Stated goal »
Copy each of the records below word for word, with nothing left out and nothing added.

Excerpted data »
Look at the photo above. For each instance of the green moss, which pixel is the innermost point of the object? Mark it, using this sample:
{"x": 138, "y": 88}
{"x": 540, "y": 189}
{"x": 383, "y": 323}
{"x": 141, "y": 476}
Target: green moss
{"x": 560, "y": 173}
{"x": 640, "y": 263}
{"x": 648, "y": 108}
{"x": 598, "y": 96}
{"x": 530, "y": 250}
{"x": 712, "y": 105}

Answer to this exercise »
Look at the photo above. For each instance of the green moss, which pixel is the innermost point of the object? Mark it, using this sample:
{"x": 138, "y": 88}
{"x": 540, "y": 189}
{"x": 383, "y": 323}
{"x": 141, "y": 476}
Target: green moss
{"x": 560, "y": 173}
{"x": 640, "y": 263}
{"x": 648, "y": 108}
{"x": 598, "y": 96}
{"x": 530, "y": 250}
{"x": 712, "y": 105}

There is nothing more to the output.